## Условие задачи:
Извлеките из фрагмента о мирах Ожерелья отрывок от «Эпоха Белого МораНачало» до «около 4 лет.» включительно, без изменений.

___ Фрагмент документа

Если строго придерживаться фактов, то Эпоха началась примерно за сто лет до создания первой Вечной Дыры — с обнаружения в Изначальном мире астрелия. Почти век понадобился алхимикам, чтобы изучить уникальные свойства металла, и неизвестно, получилось бы у них, если бы не легендарный Гермес Трисмегист. Под его руководством была построена Вечная Дыра, соединившая Изначальный мир с Бадорией — первой планетой Ожерелья, и человечество вышло во Вселенную.
Поскольку Изначальный мир находился в дальнем рукаве Галактики и около него не нашлось других, кроме Бадории, подходящих для колонизации планет, в следующий мир люди отправились с нее. В течение ста лет было открыто и заселено девять планет, известных теперь как миры Ожерелья, после чего у алхимиков закончился запас астрелия, и экспансия закончилась. Началось освоение новых миров.
Эпоха Белого МораНачало Эпохи: первые сведения о Белом Море.
Окончание Эпохи: прекращение сообщений между мирами Ожерелья.
Продолжительность: около 4 лет.
Никто не знает, откуда пришел Белый Мор и почему он, в конце концов, закончился. Зато все знают, что он оставил после себя: ужас, смерть и опустошение.
Белый Мор косил людей десятками тысяч и положил начало второй волне колонизации, вызванной отчаянием и страхом. Сначала власти, надеясь остановить распространение болезни, высылали из миров зараженных, однако эта мера эффекта не дала, и вскоре из Ожерелья побежали все. Перепуганные люди готовы были идти в любой более-менее подходящий для жизни мир, лишь бы оказаться подальше от пожираемого чумой Ожерелья. Астрологи лихорадочно подыскивали планеты и наводили на них Вечные Дыры. Пути назад не было, ибо для двусторонней связи требовалось построить на новой планете Вечную Дыру, а запас астрелия к тому времени закончился. Так вокруг Ожерелья сложился пояс миров, который впоследствии назовут Бисером. По самым скромным подсчетам, в Эпоху Белого Мора люди колонизировали не менее семи десятков планет, однако многие из них до сих пор не найдены.

______
___ Выдержки из материала

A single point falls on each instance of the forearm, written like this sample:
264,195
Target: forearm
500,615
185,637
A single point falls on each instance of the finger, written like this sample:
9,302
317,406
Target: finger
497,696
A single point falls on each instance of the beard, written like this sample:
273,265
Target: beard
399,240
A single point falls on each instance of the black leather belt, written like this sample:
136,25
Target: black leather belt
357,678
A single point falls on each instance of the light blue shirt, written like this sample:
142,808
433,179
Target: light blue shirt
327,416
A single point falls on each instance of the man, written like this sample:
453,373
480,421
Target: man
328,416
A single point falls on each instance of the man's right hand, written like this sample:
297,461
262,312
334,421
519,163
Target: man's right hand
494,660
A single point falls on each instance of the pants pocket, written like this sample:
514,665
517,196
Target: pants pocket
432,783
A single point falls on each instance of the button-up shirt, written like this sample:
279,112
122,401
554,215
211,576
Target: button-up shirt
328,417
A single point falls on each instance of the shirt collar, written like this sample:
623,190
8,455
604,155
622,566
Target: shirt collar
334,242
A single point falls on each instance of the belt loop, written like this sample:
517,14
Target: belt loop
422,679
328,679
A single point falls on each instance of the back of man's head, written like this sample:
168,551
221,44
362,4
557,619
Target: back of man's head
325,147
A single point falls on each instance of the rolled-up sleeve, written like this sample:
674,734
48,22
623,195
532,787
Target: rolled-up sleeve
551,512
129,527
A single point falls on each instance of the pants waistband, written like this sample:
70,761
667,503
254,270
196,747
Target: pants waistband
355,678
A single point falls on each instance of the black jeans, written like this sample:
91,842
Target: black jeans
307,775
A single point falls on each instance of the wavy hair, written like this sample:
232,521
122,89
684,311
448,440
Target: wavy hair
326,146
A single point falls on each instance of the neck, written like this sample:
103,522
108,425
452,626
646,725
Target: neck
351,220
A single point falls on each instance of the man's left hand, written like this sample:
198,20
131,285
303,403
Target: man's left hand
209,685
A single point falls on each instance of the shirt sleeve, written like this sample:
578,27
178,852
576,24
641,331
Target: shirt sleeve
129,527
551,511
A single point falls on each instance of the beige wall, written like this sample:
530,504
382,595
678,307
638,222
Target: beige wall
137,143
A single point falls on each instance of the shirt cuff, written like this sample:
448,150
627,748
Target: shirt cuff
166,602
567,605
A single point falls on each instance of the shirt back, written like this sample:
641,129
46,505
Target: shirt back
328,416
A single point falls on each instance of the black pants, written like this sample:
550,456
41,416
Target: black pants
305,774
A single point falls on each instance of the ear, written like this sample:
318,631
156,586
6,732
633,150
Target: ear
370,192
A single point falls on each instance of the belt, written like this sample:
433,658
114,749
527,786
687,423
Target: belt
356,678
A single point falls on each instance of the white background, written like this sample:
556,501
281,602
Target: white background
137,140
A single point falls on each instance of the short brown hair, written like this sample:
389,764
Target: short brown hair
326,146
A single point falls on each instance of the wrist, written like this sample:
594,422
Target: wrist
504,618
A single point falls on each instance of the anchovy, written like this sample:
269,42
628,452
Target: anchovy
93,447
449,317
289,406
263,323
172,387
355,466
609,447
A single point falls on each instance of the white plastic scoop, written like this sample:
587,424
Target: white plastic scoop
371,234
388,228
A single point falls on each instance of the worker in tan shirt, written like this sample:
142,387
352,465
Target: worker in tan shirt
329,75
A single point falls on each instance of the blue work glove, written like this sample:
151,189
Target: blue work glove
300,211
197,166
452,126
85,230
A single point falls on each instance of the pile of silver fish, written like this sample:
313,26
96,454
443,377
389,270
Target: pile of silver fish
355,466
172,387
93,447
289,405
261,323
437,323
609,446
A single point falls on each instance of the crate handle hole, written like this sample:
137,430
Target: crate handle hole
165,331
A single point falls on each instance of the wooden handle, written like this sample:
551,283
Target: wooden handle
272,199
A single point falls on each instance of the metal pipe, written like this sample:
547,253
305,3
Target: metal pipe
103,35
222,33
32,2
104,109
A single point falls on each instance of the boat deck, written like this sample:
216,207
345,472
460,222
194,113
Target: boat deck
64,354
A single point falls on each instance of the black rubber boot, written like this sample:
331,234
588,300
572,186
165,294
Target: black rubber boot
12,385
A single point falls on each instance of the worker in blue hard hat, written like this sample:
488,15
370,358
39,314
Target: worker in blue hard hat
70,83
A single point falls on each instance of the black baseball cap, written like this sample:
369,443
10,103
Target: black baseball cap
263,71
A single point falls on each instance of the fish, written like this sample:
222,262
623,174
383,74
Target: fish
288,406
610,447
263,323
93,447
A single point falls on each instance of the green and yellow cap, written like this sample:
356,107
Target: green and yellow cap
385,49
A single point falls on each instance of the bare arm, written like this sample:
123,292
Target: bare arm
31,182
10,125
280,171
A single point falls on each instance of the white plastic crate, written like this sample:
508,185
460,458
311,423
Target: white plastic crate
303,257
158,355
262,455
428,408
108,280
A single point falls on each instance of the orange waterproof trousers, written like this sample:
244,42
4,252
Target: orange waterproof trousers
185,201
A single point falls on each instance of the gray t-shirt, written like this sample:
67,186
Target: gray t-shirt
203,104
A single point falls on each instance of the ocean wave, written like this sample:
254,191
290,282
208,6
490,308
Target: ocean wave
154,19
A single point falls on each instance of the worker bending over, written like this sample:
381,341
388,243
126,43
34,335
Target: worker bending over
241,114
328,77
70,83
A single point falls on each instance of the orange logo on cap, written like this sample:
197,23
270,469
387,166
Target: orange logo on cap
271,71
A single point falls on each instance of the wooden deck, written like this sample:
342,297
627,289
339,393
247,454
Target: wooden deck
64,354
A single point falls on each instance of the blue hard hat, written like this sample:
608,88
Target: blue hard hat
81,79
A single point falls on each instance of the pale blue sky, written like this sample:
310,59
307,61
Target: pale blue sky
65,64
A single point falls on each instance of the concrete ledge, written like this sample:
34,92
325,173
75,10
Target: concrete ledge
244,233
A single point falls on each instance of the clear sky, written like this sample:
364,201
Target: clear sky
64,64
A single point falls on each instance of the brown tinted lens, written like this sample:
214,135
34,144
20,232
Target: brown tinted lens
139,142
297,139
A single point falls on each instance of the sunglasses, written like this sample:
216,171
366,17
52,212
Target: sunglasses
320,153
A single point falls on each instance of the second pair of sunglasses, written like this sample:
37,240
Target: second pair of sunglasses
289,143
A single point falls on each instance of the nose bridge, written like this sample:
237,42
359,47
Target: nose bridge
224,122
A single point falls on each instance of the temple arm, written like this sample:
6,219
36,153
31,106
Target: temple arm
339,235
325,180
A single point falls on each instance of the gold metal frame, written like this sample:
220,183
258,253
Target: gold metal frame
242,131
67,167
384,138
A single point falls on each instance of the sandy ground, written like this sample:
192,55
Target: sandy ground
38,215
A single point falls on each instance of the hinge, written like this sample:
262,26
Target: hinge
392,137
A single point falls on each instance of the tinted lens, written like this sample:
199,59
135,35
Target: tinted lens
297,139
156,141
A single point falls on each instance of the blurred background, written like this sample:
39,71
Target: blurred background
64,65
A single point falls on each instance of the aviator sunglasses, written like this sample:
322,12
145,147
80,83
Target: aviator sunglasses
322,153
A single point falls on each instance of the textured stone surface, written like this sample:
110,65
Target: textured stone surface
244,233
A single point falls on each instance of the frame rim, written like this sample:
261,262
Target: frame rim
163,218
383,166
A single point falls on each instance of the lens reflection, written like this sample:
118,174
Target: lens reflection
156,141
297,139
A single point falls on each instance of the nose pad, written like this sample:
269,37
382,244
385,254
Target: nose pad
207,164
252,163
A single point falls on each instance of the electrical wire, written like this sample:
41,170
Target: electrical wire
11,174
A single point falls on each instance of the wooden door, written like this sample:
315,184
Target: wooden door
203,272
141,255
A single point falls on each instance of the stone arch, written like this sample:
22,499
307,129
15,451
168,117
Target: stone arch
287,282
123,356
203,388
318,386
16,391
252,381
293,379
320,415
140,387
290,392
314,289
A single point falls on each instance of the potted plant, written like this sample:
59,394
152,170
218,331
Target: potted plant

______

## Раздел ответа:
Эпоха Белого МораНачало Эпохи: первые сведения о Белом Море.
Окончание Эпохи: прекращение сообщений между мирами Ожерелья.
Продолжительность: около 4 лет.